Exercise brief
Reproduce each of the following records verbatim, leaving every character unchanged.

--- Data ---

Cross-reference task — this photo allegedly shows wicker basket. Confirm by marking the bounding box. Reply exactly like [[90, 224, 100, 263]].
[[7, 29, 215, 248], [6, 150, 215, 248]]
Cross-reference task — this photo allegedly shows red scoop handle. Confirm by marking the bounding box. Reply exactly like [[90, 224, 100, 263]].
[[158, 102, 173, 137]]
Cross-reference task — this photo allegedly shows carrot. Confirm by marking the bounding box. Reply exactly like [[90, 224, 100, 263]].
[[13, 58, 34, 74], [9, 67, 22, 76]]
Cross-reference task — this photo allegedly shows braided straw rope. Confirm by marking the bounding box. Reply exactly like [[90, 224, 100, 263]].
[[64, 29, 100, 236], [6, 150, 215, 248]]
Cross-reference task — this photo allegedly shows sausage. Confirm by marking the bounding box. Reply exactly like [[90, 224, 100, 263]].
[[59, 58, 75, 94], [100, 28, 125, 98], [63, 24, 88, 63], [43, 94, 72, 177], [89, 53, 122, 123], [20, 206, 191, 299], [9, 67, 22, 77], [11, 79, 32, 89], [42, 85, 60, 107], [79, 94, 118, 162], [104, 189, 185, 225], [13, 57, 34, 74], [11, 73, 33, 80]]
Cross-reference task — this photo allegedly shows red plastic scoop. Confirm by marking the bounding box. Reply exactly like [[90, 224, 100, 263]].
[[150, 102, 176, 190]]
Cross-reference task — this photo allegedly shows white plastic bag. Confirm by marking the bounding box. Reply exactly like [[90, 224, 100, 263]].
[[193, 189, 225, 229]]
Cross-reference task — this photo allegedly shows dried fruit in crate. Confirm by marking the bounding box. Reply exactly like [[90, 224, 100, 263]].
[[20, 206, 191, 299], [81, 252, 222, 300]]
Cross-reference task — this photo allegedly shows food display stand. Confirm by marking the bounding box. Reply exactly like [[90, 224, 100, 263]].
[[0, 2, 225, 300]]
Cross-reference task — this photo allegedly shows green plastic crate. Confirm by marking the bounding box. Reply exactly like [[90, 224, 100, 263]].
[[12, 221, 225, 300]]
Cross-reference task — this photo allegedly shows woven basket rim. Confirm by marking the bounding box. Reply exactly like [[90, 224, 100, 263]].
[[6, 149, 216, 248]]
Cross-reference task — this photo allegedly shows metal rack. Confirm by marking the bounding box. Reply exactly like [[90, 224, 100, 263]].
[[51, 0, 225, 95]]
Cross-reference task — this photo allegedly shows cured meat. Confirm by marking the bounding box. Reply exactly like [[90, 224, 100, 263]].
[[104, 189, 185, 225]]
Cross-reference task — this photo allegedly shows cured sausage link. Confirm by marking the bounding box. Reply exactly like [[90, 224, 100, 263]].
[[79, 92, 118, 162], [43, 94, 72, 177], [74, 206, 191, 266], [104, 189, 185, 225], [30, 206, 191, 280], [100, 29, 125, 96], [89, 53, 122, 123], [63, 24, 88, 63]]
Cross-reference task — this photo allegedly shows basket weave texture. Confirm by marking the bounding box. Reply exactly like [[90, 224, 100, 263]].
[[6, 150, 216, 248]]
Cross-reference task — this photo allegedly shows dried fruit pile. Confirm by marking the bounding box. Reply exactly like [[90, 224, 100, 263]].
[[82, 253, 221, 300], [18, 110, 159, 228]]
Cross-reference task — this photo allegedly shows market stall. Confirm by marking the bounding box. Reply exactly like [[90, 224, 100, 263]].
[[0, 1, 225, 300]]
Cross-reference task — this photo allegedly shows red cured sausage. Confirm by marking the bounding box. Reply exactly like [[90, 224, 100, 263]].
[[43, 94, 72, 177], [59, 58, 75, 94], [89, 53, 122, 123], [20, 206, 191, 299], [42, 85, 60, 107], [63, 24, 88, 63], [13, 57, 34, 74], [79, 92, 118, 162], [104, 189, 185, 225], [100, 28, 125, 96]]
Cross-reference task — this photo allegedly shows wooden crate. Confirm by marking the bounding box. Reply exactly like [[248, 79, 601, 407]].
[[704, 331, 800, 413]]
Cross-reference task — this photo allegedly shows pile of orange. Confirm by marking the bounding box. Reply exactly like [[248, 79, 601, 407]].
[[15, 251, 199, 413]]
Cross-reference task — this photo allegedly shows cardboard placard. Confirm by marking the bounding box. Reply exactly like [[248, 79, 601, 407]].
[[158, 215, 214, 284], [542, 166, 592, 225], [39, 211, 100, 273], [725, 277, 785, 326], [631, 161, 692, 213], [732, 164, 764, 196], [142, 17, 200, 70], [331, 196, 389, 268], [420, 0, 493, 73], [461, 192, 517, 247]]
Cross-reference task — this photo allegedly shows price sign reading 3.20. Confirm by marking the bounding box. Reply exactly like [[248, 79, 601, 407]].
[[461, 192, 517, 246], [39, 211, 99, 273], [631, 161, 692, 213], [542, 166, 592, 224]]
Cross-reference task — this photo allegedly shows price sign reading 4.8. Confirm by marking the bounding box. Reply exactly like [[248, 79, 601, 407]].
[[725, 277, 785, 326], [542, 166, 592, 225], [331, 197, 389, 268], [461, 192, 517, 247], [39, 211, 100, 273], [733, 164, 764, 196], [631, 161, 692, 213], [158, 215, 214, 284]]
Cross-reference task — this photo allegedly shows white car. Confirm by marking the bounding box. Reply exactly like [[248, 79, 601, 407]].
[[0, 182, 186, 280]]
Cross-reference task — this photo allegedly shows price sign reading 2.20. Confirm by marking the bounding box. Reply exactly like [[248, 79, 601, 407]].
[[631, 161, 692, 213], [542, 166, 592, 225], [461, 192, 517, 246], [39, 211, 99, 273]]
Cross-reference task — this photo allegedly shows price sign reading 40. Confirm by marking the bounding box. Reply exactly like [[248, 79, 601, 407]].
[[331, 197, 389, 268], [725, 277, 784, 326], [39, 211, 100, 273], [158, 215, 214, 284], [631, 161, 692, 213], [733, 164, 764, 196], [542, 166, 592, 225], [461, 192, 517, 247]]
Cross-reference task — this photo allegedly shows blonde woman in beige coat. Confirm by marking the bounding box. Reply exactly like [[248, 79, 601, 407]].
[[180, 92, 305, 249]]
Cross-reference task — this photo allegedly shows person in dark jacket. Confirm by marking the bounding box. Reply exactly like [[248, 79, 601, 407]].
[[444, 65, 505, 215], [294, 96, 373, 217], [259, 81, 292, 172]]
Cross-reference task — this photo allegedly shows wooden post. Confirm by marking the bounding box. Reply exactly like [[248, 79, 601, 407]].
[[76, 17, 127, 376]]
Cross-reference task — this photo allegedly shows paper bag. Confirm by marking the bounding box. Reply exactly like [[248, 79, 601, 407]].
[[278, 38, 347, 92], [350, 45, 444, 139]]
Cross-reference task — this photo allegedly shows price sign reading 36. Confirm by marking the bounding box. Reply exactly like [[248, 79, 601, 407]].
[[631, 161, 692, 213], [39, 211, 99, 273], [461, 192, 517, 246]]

---

Final answer
Cross-reference task — this photo allegedly shows wicker basket. Confirm by marking the bounding box. Reply exactly like [[90, 224, 100, 263]].
[[7, 29, 215, 248], [6, 150, 215, 248]]
Cross-reference task — this photo allegedly shows red scoop handle. Confirm by marking the bounding box. Reply exactly like [[90, 224, 100, 263]].
[[158, 102, 173, 137]]
Cross-reference task — this photo allegedly shows carrot. Confirm by marking the bounding box. Reply exactly like [[90, 224, 100, 263]].
[[13, 58, 34, 74], [9, 67, 22, 76]]
Cross-reference task — this photo allegedly shows braided straw rope. Confirm by marking the bounding box. Reply exactly like [[90, 224, 100, 263]].
[[64, 29, 100, 236], [6, 150, 215, 248]]
Cross-reference task — this photo allegedly shows sausage. Confirm by marking the bounding box. Reply exactly like [[90, 224, 100, 263]].
[[59, 58, 75, 94], [100, 28, 125, 98], [63, 24, 88, 63], [43, 94, 72, 177], [89, 53, 122, 123], [20, 206, 191, 299], [9, 67, 22, 77], [11, 79, 32, 89], [42, 85, 60, 107], [79, 94, 118, 162], [104, 189, 185, 225], [13, 57, 34, 74], [11, 73, 33, 80]]
Cross-reference task — this photo allegedly shows red plastic scoop. Confirm by marking the bounding box. Reply exactly like [[90, 224, 100, 263]].
[[150, 102, 176, 190]]
Cross-reference task — this photo allegedly shows white plastic bag. Confirm by marking the bounding box. Reply exactly like [[90, 224, 100, 263]].
[[193, 189, 225, 229]]
Cross-reference task — this photo allegedly shows dried fruit in crate. Confirm by marking the bounding box. Reply exactly like [[90, 224, 100, 263]].
[[20, 206, 191, 299], [81, 252, 222, 300]]
Cross-reference task — this photo allegedly shows food display stand. Confirm by marking the bounding box. Reply exactly like [[90, 224, 100, 263]].
[[0, 2, 225, 300]]
Cross-reference task — this photo allegedly shows green plastic crate. Confirm by marking the bounding box. Reply exactly like [[90, 224, 100, 263]].
[[12, 221, 225, 300]]
Cross-reference task — this photo allegedly shows woven basket rim. Confirm by marking the bounding box. Reply exactly like [[90, 224, 100, 263]].
[[6, 149, 216, 248]]
Cross-reference task — this photo allegedly shows metal rack. Confirm by marking the bounding box. Reply exactly like [[90, 224, 100, 263]].
[[51, 0, 225, 95]]
Cross-reference task — this photo allegedly shows cured meat. Confirm by marking the bounding box. Reply exactly like [[90, 224, 100, 263]].
[[104, 189, 185, 225]]
Cross-reference task — this photo allegedly shows cured sausage link. Confirm by marking the bounding box. Reply exactly like [[90, 224, 100, 263]].
[[79, 92, 118, 162], [43, 94, 72, 177], [74, 206, 191, 266], [104, 189, 185, 225], [30, 206, 191, 280], [100, 29, 125, 96], [89, 53, 122, 123], [63, 24, 88, 63]]
Cross-reference task — this photo allegedly shows basket weave texture. Confirm by marking the bounding box. Reply exactly like [[90, 224, 100, 263]].
[[6, 150, 216, 248]]
Cross-reference task — this photo allegedly shows dried fruit pile. Confirm by marking the bounding box. Reply exactly like [[90, 224, 100, 263]].
[[82, 253, 221, 300], [18, 110, 159, 228]]
Cross-reference task — this photo allegedly shows market stall. Confirm by marking the bounding box. Reply exactly like [[90, 224, 100, 263]].
[[0, 1, 225, 300]]
Cross-reference task — this photo allegedly shows red cured sausage. Confirm by marking the bounding box. Reply exactly like [[90, 224, 100, 263]].
[[43, 94, 72, 177], [59, 58, 75, 94], [89, 53, 122, 123], [20, 206, 191, 299], [42, 85, 60, 107], [63, 24, 88, 63], [13, 57, 34, 74], [79, 92, 118, 162], [104, 189, 185, 225], [100, 28, 125, 96]]
Cross-reference task — this photo allegedly shows wooden crate. Confirm by marking the bounding box. Reply exactly like [[248, 79, 601, 407]].
[[704, 331, 800, 413]]
Cross-reference task — this photo allegedly shows pile of orange. Confirm by marking the bounding box. Reply exactly like [[248, 79, 601, 407]].
[[15, 251, 199, 413]]
Cross-reference task — this photo allegedly shows cardboard placard. Confirm by marking the bounding box. Reply exactly like [[248, 79, 601, 407]].
[[158, 215, 214, 284], [542, 166, 592, 225], [39, 211, 100, 273], [725, 277, 785, 326], [631, 161, 692, 213], [732, 164, 764, 196], [142, 17, 200, 70], [331, 196, 389, 268], [420, 0, 493, 73], [461, 192, 517, 247]]
Cross-reference task — this photo allegedly shows price sign reading 3.20. Confirm by marking the bounding box. Reply exactly like [[248, 79, 601, 407]].
[[461, 192, 517, 246], [39, 211, 99, 273], [631, 161, 692, 213], [542, 166, 592, 224]]
Cross-reference task — this photo allegedly shows price sign reading 4.8. Confirm by marking the bounding box. Reply exactly like [[248, 79, 601, 407]].
[[725, 277, 785, 326], [542, 166, 592, 225], [331, 197, 389, 268], [461, 192, 517, 247], [39, 211, 100, 273], [733, 164, 764, 196], [631, 161, 692, 213], [158, 215, 214, 284]]
Cross-reference task — this photo allegedly shows white car. Confirm by marking the bounding box. Reply exactly like [[248, 79, 601, 407]].
[[0, 182, 186, 280]]
Cross-reference task — this photo allegedly shows price sign reading 2.20. Confirm by marking the bounding box. Reply exactly like [[248, 79, 601, 407]].
[[631, 161, 692, 213], [542, 166, 592, 225], [461, 192, 517, 246], [39, 211, 99, 273]]
Cross-reference task — this photo allegedly shows price sign reading 40. Confirm by marking the bounding box. Reply exactly like [[248, 79, 601, 407]].
[[331, 197, 389, 268], [725, 277, 784, 326], [39, 211, 100, 273], [158, 215, 214, 284], [631, 161, 692, 213], [733, 164, 764, 196], [542, 166, 592, 225], [461, 192, 517, 247]]
Cross-reference task — this photo allegedly shows blonde woman in beige coat. Confirm by marking the bounding box. Reply exactly like [[248, 79, 601, 407]].
[[180, 92, 305, 249]]
Cross-reference task — this photo allegedly shows person in dark jacket. Confirm by marking the bounding box. Reply exactly like [[248, 79, 601, 407]].
[[444, 65, 505, 215], [294, 96, 373, 217], [259, 81, 292, 172]]
Cross-reference task — this photo allegedly shows wooden post. Confirm by marking the bounding box. Reply exactly like [[248, 79, 601, 407]].
[[76, 17, 127, 376]]
Cross-reference task — this photo allegedly shows paper bag. Confirm by marking the bounding box. Reply exactly like [[248, 79, 601, 407]].
[[278, 38, 347, 92], [350, 45, 444, 139]]
Cross-reference task — this photo allegedly shows price sign reading 36. Confirm by marking the bounding box. Reply exactly like [[248, 79, 601, 407]].
[[631, 161, 692, 213], [39, 211, 99, 273], [461, 192, 517, 246]]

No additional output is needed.